◆ **PROBLEM TO SOLVE**
Quote each line exactly, from the line that contains "Ground shallow water" down to the last line of the listing, and no other lines.

##### SUPPLIED RECORDS

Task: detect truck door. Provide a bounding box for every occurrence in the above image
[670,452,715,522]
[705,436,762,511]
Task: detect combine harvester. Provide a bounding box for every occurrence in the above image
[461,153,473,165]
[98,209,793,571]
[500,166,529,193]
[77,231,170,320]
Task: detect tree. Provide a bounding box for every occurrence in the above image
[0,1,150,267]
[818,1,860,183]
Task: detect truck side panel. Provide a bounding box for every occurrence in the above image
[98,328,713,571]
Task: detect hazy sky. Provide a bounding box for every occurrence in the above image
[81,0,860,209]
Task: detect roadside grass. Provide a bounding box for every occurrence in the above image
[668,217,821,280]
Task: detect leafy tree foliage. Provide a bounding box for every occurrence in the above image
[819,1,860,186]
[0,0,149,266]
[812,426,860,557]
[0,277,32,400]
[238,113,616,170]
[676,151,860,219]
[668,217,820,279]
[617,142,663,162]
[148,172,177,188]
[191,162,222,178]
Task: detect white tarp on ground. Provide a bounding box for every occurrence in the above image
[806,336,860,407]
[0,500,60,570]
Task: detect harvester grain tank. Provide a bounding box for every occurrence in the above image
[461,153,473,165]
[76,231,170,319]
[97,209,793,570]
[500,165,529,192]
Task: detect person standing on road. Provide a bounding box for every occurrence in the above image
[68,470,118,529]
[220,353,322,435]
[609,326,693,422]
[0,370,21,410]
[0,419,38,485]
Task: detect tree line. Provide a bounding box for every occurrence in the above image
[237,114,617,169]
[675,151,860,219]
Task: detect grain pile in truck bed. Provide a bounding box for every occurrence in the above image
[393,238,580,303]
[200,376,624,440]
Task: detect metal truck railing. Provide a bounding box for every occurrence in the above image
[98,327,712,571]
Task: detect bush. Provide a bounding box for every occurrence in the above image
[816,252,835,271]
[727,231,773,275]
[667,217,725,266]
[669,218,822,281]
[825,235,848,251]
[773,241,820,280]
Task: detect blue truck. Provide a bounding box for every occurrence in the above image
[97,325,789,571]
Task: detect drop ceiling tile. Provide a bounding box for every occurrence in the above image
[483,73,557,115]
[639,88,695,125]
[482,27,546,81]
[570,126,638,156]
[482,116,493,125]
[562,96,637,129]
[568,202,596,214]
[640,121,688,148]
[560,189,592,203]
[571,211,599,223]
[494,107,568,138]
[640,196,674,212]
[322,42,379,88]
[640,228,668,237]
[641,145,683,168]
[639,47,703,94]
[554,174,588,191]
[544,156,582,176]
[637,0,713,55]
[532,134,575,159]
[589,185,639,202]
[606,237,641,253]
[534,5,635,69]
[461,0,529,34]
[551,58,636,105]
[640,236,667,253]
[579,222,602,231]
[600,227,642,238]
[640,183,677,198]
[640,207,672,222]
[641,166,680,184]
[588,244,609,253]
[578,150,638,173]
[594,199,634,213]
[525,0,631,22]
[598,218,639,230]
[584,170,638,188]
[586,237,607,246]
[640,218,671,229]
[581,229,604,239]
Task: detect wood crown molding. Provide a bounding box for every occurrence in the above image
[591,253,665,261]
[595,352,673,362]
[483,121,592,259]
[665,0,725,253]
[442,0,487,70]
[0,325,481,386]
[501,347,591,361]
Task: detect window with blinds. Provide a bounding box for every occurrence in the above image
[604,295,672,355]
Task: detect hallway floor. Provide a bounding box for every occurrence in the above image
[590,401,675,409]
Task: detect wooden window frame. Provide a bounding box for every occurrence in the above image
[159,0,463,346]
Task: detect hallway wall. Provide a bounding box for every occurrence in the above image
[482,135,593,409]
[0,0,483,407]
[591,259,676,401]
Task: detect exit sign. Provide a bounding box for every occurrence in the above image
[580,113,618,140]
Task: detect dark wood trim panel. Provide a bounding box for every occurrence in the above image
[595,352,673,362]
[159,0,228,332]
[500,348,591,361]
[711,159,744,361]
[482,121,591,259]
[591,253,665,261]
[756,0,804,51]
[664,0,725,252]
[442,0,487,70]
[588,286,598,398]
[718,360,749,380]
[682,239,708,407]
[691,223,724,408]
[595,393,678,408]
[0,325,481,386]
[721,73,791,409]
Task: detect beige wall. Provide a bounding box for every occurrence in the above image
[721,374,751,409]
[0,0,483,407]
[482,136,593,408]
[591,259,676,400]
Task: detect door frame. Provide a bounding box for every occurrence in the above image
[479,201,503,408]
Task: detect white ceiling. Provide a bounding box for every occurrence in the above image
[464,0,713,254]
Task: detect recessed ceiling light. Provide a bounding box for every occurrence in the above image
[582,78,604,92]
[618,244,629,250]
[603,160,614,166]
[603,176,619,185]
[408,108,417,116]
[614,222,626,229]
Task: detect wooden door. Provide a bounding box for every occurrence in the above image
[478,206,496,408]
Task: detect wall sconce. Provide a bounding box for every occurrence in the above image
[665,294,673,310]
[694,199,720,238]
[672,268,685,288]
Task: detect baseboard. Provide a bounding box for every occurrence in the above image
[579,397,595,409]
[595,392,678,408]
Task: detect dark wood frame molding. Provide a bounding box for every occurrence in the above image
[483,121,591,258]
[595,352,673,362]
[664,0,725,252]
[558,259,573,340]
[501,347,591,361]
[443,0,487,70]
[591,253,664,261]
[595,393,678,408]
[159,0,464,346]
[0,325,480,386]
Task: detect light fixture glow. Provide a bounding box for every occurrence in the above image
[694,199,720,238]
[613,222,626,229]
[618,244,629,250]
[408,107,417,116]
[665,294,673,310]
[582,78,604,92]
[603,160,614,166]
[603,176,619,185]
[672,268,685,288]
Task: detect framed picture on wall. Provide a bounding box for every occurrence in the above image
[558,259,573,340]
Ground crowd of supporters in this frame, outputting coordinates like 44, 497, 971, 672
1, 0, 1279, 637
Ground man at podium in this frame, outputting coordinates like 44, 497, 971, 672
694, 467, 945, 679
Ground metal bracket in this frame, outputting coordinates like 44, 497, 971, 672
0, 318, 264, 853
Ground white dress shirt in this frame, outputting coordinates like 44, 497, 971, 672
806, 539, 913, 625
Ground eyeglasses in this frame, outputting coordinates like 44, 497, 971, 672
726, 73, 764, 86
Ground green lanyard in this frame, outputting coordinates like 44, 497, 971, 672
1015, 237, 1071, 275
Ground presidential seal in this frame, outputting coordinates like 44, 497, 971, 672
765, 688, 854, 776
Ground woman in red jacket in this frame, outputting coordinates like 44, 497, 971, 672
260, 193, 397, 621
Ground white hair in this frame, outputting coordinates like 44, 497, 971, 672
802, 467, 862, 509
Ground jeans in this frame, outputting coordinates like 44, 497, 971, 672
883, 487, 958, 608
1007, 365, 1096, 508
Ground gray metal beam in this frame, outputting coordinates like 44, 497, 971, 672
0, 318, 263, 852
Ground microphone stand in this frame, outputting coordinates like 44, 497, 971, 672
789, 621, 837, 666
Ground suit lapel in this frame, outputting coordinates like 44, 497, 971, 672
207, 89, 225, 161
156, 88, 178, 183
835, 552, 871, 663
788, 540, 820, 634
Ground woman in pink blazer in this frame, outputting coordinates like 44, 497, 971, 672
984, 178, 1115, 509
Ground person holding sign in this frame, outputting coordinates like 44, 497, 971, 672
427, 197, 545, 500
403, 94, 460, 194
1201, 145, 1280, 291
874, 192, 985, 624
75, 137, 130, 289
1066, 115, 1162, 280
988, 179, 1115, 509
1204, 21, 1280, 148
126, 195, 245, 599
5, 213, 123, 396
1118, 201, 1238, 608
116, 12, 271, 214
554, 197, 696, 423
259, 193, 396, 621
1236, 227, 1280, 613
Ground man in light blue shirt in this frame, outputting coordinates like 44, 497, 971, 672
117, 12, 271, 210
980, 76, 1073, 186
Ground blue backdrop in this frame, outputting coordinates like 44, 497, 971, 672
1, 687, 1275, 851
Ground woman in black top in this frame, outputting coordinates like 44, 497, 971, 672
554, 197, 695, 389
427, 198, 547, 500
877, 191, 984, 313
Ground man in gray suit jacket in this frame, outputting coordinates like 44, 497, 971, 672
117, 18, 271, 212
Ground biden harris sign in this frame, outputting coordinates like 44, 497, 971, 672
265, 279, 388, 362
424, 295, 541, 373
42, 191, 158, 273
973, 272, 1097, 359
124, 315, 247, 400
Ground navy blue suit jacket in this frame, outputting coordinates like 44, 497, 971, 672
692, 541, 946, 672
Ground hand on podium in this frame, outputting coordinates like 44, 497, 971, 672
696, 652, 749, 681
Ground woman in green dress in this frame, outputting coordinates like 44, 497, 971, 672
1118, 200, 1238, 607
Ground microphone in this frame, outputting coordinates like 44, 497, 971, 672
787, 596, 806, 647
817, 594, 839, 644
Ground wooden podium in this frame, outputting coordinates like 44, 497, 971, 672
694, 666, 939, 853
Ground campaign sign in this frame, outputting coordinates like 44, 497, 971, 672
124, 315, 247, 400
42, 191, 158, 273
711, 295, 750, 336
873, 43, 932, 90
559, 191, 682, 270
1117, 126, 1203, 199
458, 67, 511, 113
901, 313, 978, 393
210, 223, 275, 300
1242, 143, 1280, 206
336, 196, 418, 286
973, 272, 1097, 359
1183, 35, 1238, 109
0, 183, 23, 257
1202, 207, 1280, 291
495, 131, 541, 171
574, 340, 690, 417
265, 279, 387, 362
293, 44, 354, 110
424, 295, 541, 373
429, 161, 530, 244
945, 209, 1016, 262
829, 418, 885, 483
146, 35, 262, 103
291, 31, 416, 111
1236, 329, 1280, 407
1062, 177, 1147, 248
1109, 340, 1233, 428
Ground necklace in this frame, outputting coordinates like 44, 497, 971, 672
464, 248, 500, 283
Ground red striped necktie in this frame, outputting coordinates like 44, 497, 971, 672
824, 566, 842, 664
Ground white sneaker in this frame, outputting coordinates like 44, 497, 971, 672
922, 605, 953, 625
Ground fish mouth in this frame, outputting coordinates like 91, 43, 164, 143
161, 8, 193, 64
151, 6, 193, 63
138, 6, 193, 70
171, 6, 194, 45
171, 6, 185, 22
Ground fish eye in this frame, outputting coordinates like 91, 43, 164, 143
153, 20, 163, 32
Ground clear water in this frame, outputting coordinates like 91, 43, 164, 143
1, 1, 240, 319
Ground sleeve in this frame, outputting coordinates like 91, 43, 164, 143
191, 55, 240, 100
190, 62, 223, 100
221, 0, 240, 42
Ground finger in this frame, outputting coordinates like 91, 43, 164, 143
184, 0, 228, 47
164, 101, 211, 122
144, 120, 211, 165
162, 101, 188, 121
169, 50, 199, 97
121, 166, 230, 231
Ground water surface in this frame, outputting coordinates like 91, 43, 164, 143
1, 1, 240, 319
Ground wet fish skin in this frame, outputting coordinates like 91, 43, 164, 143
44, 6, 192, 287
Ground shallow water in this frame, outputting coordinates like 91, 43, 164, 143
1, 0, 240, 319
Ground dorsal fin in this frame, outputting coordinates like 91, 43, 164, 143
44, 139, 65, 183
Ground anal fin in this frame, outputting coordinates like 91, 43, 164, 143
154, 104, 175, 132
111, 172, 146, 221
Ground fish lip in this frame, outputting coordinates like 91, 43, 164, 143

##########

◆ **SOLUTION BELOW**
Ground shallow water in this frame, outputting coordinates like 91, 43, 164, 143
1, 0, 240, 319
Ground dorsal fin in this frame, outputting coordinates like 91, 43, 164, 143
44, 139, 65, 183
Ground anal fin in this frame, outputting coordinates like 91, 43, 164, 143
154, 104, 175, 132
111, 172, 146, 221
Ground fish lip in this frame, outputting coordinates like 91, 43, 164, 143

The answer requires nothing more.